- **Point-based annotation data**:
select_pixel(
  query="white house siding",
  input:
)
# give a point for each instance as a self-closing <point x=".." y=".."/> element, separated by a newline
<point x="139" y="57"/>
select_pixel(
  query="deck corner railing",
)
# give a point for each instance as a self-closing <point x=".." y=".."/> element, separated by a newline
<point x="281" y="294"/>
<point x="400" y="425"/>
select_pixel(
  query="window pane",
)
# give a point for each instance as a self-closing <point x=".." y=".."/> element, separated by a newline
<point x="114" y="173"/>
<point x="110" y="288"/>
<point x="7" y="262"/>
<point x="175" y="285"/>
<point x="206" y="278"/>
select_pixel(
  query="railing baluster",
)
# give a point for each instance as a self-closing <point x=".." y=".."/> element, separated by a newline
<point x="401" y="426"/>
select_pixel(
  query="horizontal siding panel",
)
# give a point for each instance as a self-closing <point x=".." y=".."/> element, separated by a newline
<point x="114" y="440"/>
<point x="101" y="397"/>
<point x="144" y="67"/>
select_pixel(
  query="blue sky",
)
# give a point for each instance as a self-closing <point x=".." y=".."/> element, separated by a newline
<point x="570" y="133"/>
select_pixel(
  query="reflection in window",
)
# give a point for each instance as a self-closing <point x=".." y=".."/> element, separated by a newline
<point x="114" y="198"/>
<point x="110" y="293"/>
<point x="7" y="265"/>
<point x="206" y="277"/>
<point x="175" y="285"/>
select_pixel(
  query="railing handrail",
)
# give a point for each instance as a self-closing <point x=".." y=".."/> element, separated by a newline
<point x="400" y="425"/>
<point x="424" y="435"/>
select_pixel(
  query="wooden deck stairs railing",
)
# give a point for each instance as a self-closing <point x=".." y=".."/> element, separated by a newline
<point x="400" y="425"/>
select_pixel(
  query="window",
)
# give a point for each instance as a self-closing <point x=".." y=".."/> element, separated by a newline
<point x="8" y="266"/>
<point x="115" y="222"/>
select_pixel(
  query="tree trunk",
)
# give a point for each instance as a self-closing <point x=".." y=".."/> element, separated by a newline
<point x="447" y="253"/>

- **Problem to work on**: Count the lines above that contain the string "railing", and reply with only that number.

- **Complete response**: 4